▸ **What the task requires**
Can you render the data below as a Markdown table with the columns Row and Line, numbering each line and skipping blank ones? Leave the pictures out of the table.

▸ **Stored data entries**
========

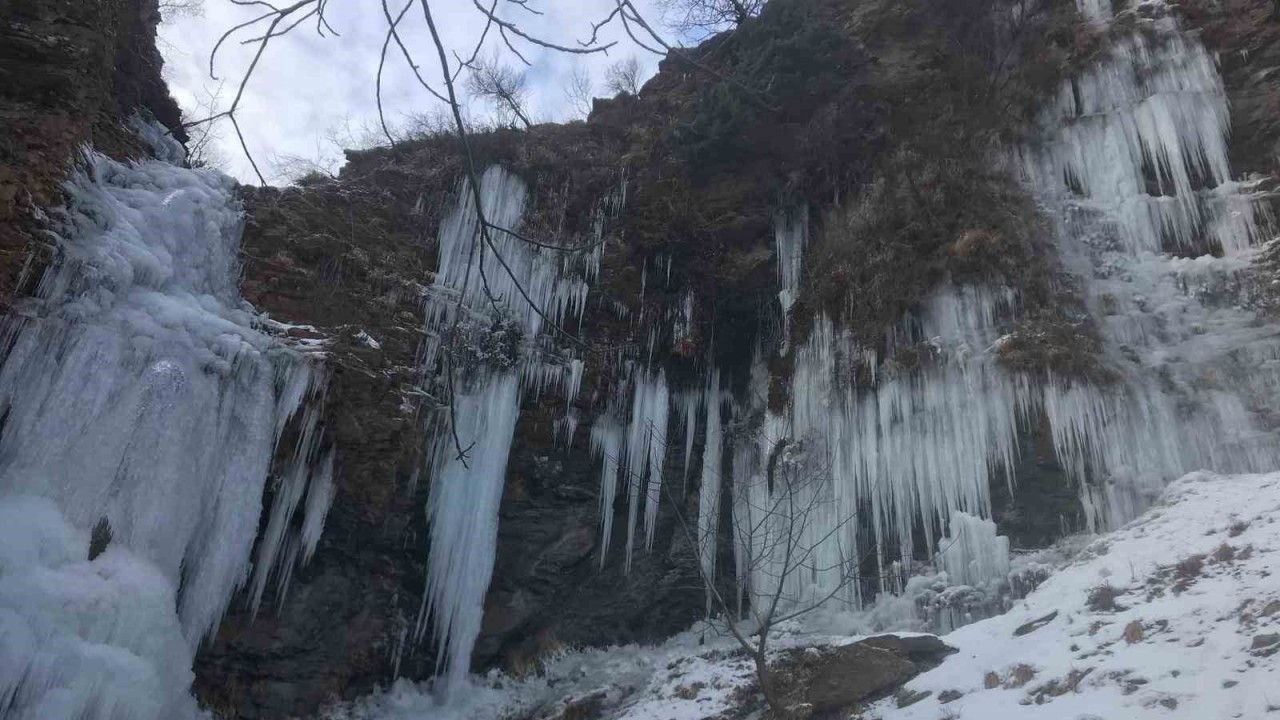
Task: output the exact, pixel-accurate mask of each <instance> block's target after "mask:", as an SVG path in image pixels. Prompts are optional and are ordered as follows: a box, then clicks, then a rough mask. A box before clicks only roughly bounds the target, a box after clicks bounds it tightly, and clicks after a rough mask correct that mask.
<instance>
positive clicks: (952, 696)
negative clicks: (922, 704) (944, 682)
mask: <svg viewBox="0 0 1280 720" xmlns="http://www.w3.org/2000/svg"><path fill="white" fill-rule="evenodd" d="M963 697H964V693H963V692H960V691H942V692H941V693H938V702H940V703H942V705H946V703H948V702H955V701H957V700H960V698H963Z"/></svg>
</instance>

========

▸ **Task result**
| Row | Line |
|---|---|
| 1 | Task: output the exact, pixel-accurate mask of each <instance> block's target after "mask:", as an SVG path in image pixels. Prompts are optional and are ordered as follows: a box, then clicks, then a rough mask. A box before clicks only roughly bounds the target, a box after clicks bounds it tightly, and clicks after a rough mask correct that mask. |
| 2 | <instance> |
| 3 | positive clicks: (952, 696) |
| 4 | negative clicks: (922, 704) (944, 682) |
| 5 | mask: <svg viewBox="0 0 1280 720" xmlns="http://www.w3.org/2000/svg"><path fill="white" fill-rule="evenodd" d="M963 697H964V693H963V692H960V691H942V692H941V693H938V702H940V703H942V705H946V703H948V702H955V701H957V700H960V698H963Z"/></svg> |
| 6 | </instance> |